* **Instructions to follow**: Reproduce the following lines word for word, leaving out the pictures.

(Items from a data source)
>>
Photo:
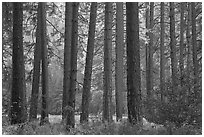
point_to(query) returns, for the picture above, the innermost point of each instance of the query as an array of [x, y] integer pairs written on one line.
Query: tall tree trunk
[[67, 58], [73, 76], [173, 50], [44, 111], [133, 63], [162, 77], [88, 68], [36, 72], [150, 58], [119, 83], [182, 5], [18, 92], [194, 43], [107, 63], [188, 47], [147, 24]]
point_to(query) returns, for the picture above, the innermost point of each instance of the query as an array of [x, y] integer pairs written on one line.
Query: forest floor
[[93, 127]]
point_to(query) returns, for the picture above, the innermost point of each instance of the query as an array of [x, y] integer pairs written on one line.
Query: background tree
[[162, 77], [67, 57], [73, 75], [194, 44], [43, 32], [182, 5], [88, 67], [173, 49], [133, 63], [36, 70], [18, 110], [119, 83], [150, 52], [107, 95]]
<<
* **Answer below**:
Photo:
point_to(query) returns, for the picture above, the innermost point of each instance of the query as an array of [x, y] integer pairs written on one line.
Query: tall tree trunk
[[67, 58], [73, 76], [173, 50], [44, 111], [133, 63], [162, 77], [88, 68], [36, 72], [150, 58], [119, 83], [182, 5], [18, 92], [194, 43], [107, 63], [188, 47], [147, 24]]
point_to(query) returns, for the picture above, the innermost point of each instance of the query as an array of [x, y] integer pairs written on one line.
Query: forest floor
[[93, 127]]
point_to(query) returns, for the picture above, the innermost point of each instance of the query as an array of [x, y] integer pairs written on one line.
Query: background tree
[[162, 77], [67, 57], [73, 75], [194, 44], [43, 32], [182, 5], [88, 67], [173, 49], [133, 63], [36, 70], [18, 110], [119, 83], [150, 52], [107, 95]]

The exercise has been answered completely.